● Provided text

────────

I have always been a spendthrift, but this specific goal is because I think that planning ahead in finances allows for much more freedom in spending choices. And while i like rules, i love the freedom that comes from having stewarded resources well. (more on this to come later – with recap of how parties cause fights in the vallett relationship)
My March goal is composting/reducing waste.
Now, as I write this, it is January 31st. But I’ve already begun informally composting as well as research on the issue. Totes interesting and ihopeihopeihope to share more on that as I learn, but what I wanted to talk about today was how we got to the “whole-‘notha-level” level when I learned about tampon applicators hurting the environment.
Now…. I shouldn’t say learn. I should say “realized”. Because I knew (but didn’t think about the fact that) that they were composed of plastic which either
1) gets recycled into other useful things or
2) lasts “forever” in a landfill and even when it does biodegrade, usually gives off awful bi-products.
I also knew that I didn’t recycle them because OHMYGODDISGUSTINGBIOWASTEANDPERIODSAREEMBARASSINGEVENTHOUGHTTHEYSHOULDN’TBEBECAUSE…because of things I won’t go into ::cough.penis-obsessed-culture.cough::
Then I saw this ridiculous but mind-changing commercial.
ACTUALLY, the commercial features cardboard applicators also, which… do they sell those anymore? I ask in earnest because I LOOKED thinking they would be less expensive (you bet your bottom i will cut costs in ANY way reasonable – what do you think February”s goal is about?) but couldn’t find any
torture cardboard tampies. Anyway….

────────

● Recorded data
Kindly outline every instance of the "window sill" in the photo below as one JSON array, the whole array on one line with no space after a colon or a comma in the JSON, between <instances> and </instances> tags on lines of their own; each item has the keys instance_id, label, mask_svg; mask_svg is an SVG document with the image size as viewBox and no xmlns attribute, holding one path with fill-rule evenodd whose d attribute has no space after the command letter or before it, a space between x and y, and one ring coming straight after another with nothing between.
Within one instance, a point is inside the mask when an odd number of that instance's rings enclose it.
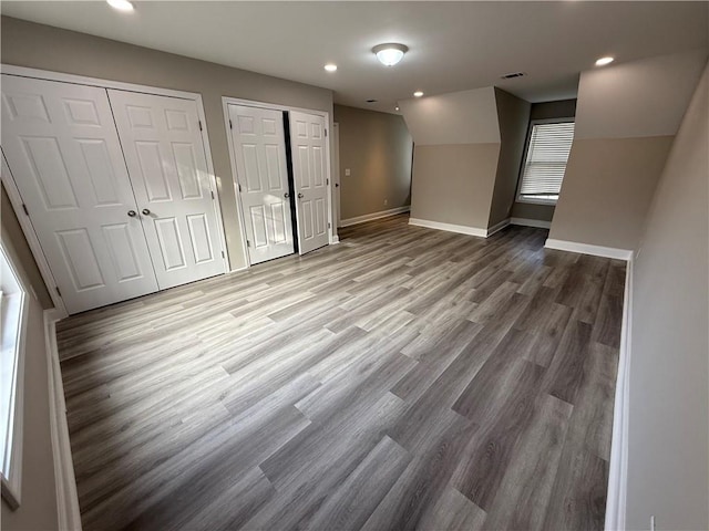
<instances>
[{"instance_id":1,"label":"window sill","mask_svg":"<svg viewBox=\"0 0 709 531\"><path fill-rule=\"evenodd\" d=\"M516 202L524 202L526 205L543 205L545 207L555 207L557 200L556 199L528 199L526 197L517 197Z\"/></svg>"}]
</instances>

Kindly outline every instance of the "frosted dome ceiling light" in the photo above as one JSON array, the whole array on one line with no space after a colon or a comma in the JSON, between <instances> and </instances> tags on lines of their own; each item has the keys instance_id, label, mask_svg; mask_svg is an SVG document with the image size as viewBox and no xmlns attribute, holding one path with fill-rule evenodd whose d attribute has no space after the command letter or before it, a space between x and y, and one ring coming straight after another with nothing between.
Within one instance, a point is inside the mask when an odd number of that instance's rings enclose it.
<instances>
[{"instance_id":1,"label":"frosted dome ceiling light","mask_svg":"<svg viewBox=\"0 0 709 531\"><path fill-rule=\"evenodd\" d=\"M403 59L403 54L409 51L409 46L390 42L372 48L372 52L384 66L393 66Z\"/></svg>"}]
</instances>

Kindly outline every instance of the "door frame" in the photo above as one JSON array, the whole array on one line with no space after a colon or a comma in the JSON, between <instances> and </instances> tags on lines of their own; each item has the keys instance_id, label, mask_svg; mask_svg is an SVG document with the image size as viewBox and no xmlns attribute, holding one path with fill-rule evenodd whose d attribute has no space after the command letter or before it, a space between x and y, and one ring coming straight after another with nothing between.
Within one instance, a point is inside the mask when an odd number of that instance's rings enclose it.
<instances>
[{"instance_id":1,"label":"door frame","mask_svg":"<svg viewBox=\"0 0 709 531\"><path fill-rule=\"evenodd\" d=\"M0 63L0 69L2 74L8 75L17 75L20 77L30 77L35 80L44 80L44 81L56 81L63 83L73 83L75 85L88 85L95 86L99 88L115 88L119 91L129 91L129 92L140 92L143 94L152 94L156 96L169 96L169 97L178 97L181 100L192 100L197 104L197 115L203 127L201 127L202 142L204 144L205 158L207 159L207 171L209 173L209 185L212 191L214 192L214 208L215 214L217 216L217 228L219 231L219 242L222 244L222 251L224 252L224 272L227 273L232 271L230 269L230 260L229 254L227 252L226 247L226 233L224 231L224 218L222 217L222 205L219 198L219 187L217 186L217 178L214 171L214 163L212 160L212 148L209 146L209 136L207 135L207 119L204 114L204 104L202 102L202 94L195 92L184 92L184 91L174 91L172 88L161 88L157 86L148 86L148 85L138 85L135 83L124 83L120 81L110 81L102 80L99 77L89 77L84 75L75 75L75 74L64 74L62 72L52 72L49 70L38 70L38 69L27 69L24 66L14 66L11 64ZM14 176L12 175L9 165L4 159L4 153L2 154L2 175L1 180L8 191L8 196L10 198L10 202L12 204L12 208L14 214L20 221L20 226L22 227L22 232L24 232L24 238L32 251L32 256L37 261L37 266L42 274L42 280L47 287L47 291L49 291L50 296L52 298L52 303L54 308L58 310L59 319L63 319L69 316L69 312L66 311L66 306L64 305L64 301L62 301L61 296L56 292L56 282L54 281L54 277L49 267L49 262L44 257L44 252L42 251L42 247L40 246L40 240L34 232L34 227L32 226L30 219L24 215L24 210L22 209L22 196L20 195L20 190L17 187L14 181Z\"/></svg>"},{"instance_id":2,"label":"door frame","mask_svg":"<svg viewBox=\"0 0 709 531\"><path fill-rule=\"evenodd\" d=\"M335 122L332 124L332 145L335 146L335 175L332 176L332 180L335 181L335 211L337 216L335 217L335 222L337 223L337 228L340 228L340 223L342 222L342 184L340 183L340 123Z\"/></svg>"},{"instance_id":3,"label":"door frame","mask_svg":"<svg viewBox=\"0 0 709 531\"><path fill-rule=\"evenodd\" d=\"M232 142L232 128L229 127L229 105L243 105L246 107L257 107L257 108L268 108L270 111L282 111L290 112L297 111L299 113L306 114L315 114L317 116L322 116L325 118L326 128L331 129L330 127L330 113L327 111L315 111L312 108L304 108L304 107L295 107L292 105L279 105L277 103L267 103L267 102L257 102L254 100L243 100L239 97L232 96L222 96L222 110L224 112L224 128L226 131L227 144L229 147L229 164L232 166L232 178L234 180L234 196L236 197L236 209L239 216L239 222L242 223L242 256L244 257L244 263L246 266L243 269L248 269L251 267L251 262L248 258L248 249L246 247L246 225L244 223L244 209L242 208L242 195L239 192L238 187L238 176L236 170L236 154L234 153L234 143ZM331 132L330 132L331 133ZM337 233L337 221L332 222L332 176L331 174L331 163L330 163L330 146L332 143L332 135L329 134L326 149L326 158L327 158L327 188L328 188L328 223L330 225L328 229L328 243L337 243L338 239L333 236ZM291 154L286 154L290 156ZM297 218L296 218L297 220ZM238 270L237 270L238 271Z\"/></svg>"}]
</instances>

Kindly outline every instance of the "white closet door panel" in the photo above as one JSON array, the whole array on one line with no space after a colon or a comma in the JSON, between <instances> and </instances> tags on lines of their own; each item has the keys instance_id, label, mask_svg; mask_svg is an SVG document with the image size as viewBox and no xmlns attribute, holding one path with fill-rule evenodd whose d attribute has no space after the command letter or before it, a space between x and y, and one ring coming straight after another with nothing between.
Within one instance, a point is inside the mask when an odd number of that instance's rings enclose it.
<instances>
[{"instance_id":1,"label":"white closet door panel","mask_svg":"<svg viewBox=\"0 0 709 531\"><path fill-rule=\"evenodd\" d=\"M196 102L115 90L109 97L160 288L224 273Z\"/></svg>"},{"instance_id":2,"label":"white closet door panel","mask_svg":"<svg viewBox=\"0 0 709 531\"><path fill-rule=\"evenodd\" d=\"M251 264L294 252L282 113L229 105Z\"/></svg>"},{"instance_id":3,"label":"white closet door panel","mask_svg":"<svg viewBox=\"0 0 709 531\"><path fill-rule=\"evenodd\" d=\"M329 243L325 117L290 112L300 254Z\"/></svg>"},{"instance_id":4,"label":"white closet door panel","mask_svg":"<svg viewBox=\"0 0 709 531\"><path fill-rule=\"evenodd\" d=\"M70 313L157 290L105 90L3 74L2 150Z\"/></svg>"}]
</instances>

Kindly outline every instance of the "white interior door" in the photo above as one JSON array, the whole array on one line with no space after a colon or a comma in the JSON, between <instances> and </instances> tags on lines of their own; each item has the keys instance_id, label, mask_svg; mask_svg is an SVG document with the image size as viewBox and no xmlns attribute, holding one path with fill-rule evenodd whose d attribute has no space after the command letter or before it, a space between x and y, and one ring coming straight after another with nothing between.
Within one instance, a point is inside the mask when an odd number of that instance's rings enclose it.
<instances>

────────

● Instructions to follow
Pick up the passage about tampon applicators and household waste after its last line, "Anyway….", and continue it in the same voice.

● Answer box
What I’m trying to communicate is that there was this one distinct moment, the moment at which I contemplated my menstrual cycle’s effect on the environment (which, apparently I’m not the only one wondering) that I realized:
NOTHING IS SACRED.
More exactly: only the sacred is sacred. Only that which is truly holy and beautiful and good. everything else is fair game. I want that. I want the Truth to be held close and dear to my heart, to be the most important thing, to spur me on and hold me close in every moment. I want to cling to it and know it and yes, worship it. I really want to treat the sacred like it is sacred.
And I would like EVERYTHING ELSE to be respectfully on the table. I want to examine it and talk about it and experiment with it and assert some opinions and have my opinions informed by facts and opinions from others. I would like to carefully look at the nooks and crannies and minutia and make conscious decisions and NOT just go along with things just because that’s how I’ve been taught or what I’ve seen.
Which, maybe ironically, also kind of makes EVERYTHING sacred.
In that way, life reminds me of dippin dots (I was thinking something a lot more like molecular biology but sometimes i actually try to be relate-able). When you eat dippin dots, you’re eating ice cream, it’s just that instead of one big assembly, the product is in many small doses. (Also, let’s not contemplate surface area and volume discrepancies between the two forms because that is where the analogy breaks down.)
And I think: there all all these little moments, all these tiny decisions every day. Left or right? Pants or skirt? Call or text? Applicator or….
And in each of those little dots, I want to explore. learn. wonder. I don’t want to look at life as just a scoop of one thing.
Are there any “little-turned-big” things you’re thinking about right now? Care to share?